# Exercise goal:
Reproduce, word for word, the part of the text about the surgeons' physician-owned distribution company that begins with the words containing "John Steinmann, D.O., an" and ends with "manufacturer to patients.".

# Selected text:
--------------------------------------------------
John Steinmann, D.O., an orthopedic surgeon with Arrowhead Orthopaedic Medical Group in Redlands, California, didn’t just complain about the rising costs of implants, he did something about it. He took his own means of production into his hands. Workers Unite!!!

Steinmann and his colleagues, Drs. Gail Hopkins, Paul Burton and John Skubic decided to cut out the middleman in the value chain of medical devices from manufacturer to patients.

“Cutting the Fat”

Citing escalating implant prices, decreasing reimbursements for physicians, and declining hospital profits, the band of physician brothers and sister decided to, as Steinmann recently told OTW, “cut the fat” and start their own physician-owned distribution company (POD).

Each surgeon owner invested personal capital to fund the purchase of joint replacement and spinal implant inventory and to fund company operations. The company then hired staff with medical and orthopedic experience to support standard distribution functions and provide these distribution services to three local hospitals.
--------------------------------------------------
# Data section:
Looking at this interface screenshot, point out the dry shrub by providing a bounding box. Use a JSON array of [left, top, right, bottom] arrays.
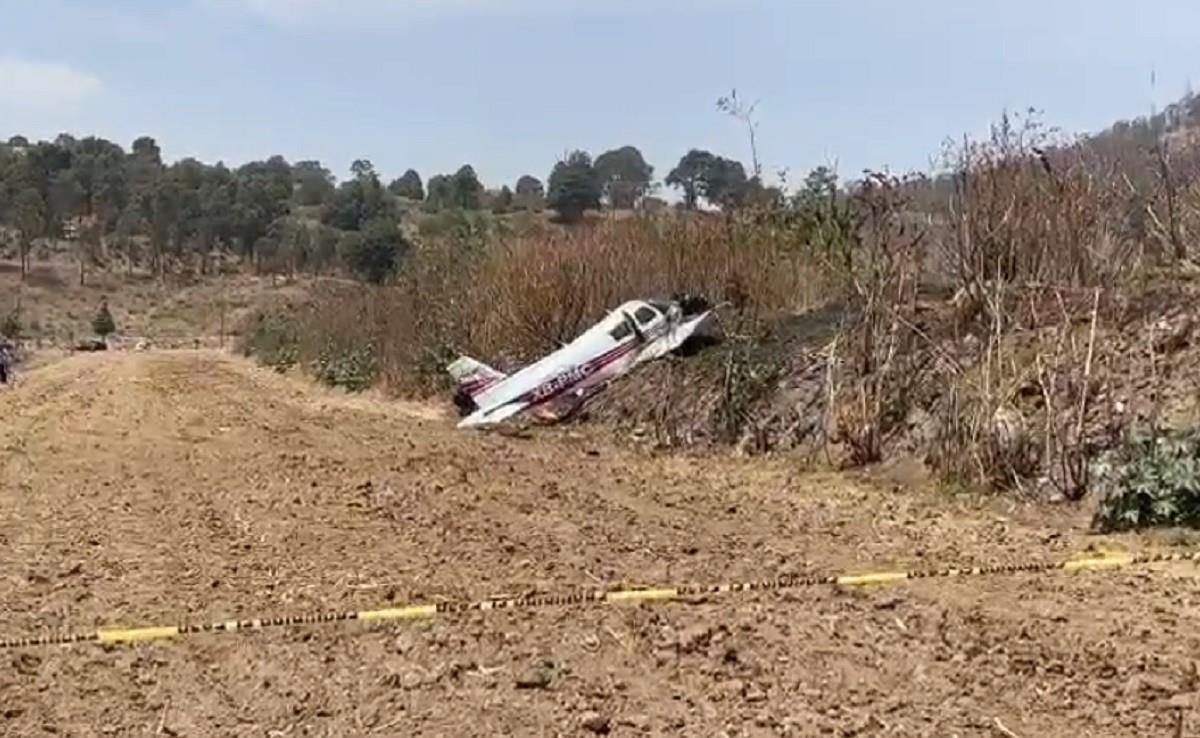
[[279, 215, 824, 394], [935, 109, 1136, 294], [930, 282, 1102, 499], [828, 174, 928, 466]]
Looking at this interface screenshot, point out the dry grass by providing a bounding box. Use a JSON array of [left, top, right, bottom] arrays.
[[289, 217, 824, 392], [0, 260, 308, 344]]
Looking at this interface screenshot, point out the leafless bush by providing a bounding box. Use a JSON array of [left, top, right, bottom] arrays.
[[280, 216, 824, 392], [829, 174, 926, 464], [937, 109, 1134, 300]]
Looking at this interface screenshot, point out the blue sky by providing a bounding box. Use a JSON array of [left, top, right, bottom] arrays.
[[0, 0, 1200, 186]]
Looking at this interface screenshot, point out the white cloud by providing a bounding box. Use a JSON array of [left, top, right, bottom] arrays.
[[0, 59, 103, 109]]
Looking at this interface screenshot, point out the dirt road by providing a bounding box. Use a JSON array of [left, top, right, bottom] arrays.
[[0, 352, 1200, 738]]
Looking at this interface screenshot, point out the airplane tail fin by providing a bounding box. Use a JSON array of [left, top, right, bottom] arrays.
[[446, 356, 508, 401]]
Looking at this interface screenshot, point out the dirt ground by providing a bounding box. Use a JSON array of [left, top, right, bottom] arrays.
[[0, 352, 1200, 738]]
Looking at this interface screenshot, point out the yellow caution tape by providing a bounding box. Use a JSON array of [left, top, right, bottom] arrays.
[[0, 551, 1200, 650]]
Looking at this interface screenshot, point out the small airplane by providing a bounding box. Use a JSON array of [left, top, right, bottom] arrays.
[[446, 299, 714, 428]]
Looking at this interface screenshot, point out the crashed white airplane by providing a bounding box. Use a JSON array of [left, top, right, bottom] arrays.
[[446, 300, 713, 428]]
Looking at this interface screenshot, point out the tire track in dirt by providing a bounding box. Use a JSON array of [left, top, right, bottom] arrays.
[[0, 352, 1200, 737]]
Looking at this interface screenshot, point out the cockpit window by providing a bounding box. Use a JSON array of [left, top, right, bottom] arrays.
[[634, 305, 659, 325], [608, 320, 634, 341]]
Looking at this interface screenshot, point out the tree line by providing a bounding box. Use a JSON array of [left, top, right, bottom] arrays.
[[0, 134, 781, 282]]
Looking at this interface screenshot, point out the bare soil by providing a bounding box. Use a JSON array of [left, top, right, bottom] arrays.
[[0, 350, 1200, 738]]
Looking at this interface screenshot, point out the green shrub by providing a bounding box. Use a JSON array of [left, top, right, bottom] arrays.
[[1091, 430, 1200, 532], [91, 300, 116, 338], [239, 311, 300, 372], [313, 343, 378, 392]]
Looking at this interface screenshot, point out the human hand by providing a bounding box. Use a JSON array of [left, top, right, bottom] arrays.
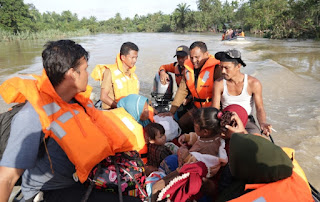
[[177, 145, 189, 167], [225, 112, 248, 134], [158, 112, 173, 117], [160, 71, 170, 85], [178, 134, 187, 145], [207, 163, 221, 178], [260, 123, 272, 137]]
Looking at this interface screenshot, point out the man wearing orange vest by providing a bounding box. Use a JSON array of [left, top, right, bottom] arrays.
[[161, 41, 220, 132], [159, 45, 192, 117], [0, 40, 140, 202], [96, 42, 140, 109]]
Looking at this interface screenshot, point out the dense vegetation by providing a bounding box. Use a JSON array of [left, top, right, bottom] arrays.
[[0, 0, 320, 41]]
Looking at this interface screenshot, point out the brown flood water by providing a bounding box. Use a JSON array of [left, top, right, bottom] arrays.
[[0, 33, 320, 190]]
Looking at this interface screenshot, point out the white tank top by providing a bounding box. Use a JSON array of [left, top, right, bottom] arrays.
[[221, 74, 253, 115]]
--------------------------------------------------
# Solution:
John Steinmann, D.O., an orthopedic surgeon with Arrowhead Orthopaedic Medical Group in Redlands, California, didn’t just complain about the rising costs of implants, he did something about it. He took his own means of production into his hands. Workers Unite!!!

Steinmann and his colleagues, Drs. Gail Hopkins, Paul Burton and John Skubic decided to cut out the middleman in the value chain of medical devices from manufacturer to patients.